**DIRECTIONS**
Write out every entry in full. Leave nothing out.

**MATERIALS PROVIDED**

+ + +

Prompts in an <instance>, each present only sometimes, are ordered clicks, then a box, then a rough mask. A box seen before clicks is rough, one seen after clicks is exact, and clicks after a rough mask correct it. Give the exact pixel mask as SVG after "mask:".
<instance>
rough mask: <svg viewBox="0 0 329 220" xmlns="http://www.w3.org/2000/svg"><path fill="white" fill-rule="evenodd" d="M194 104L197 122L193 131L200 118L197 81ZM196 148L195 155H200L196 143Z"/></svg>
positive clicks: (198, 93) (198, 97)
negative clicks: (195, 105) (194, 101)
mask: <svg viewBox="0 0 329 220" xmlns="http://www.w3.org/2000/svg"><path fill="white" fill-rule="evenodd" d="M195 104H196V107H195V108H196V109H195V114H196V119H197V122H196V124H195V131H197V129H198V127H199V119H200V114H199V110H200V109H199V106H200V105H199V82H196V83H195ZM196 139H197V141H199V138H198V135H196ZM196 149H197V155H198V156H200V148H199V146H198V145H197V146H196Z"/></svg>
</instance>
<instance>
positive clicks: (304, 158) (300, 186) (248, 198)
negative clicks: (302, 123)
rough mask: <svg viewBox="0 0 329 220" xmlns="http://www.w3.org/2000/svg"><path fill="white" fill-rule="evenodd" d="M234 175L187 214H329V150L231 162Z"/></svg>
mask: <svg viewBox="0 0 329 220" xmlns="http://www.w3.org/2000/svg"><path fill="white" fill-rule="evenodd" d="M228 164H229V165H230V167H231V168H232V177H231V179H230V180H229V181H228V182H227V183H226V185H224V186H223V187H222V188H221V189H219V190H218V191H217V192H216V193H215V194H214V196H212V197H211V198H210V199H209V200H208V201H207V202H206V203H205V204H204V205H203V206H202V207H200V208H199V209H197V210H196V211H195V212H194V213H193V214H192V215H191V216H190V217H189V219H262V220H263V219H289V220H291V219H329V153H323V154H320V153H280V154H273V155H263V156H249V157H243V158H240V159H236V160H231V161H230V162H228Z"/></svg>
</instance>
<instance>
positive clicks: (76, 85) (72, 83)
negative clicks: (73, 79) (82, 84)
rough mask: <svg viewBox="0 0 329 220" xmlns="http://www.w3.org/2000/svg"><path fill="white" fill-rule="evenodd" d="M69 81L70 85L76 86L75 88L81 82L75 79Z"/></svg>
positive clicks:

+ + +

**WRITTEN ANSWER**
Prompts in an <instance>, each present only sometimes, are ordered clicks, then a box, then a rough mask. A box seen before clicks is rough, one seen after clicks is exact, and clicks after a rough mask correct it. Give the exact pixel mask as SVG after "mask:".
<instance>
rough mask: <svg viewBox="0 0 329 220" xmlns="http://www.w3.org/2000/svg"><path fill="white" fill-rule="evenodd" d="M194 104L197 122L193 131L200 118L197 81ZM196 148L195 155H200L196 143Z"/></svg>
positive clicks: (198, 93) (198, 97)
negative clicks: (195, 105) (194, 101)
mask: <svg viewBox="0 0 329 220" xmlns="http://www.w3.org/2000/svg"><path fill="white" fill-rule="evenodd" d="M195 104H196V107H195V108H196V109H195V114H196V119H197V122H196V124H195V131H197V129H198V127H199V119H200V114H199V110H200V109H199V106H200V105H199V82H196V83H195ZM196 139H197V141H199V138H198V135H196ZM196 149H197V155H198V156H200V148H199V146H198V145H197V146H196Z"/></svg>
</instance>
<instance>
positive clicks: (304, 158) (300, 186) (248, 198)
negative clicks: (302, 123)
rough mask: <svg viewBox="0 0 329 220" xmlns="http://www.w3.org/2000/svg"><path fill="white" fill-rule="evenodd" d="M234 175L187 214H329V150L231 162Z"/></svg>
mask: <svg viewBox="0 0 329 220" xmlns="http://www.w3.org/2000/svg"><path fill="white" fill-rule="evenodd" d="M228 164H229V165H230V167H231V168H232V177H231V179H230V180H229V181H228V182H227V183H226V185H224V186H223V187H222V188H221V189H219V190H218V191H217V192H216V193H215V194H214V196H212V197H211V198H210V199H209V200H208V201H207V202H206V203H205V204H204V205H203V206H202V207H200V208H199V209H197V210H196V211H195V212H194V213H193V214H192V215H191V216H190V217H189V219H262V220H263V219H289V220H291V219H329V153H323V154H320V153H280V154H273V155H263V156H249V157H243V158H240V159H236V160H231V161H230V162H228Z"/></svg>
</instance>
<instance>
positive clicks: (76, 85) (72, 83)
negative clicks: (73, 79) (82, 84)
rough mask: <svg viewBox="0 0 329 220" xmlns="http://www.w3.org/2000/svg"><path fill="white" fill-rule="evenodd" d="M69 81L70 85L76 86L75 88L81 82L75 79Z"/></svg>
positive clicks:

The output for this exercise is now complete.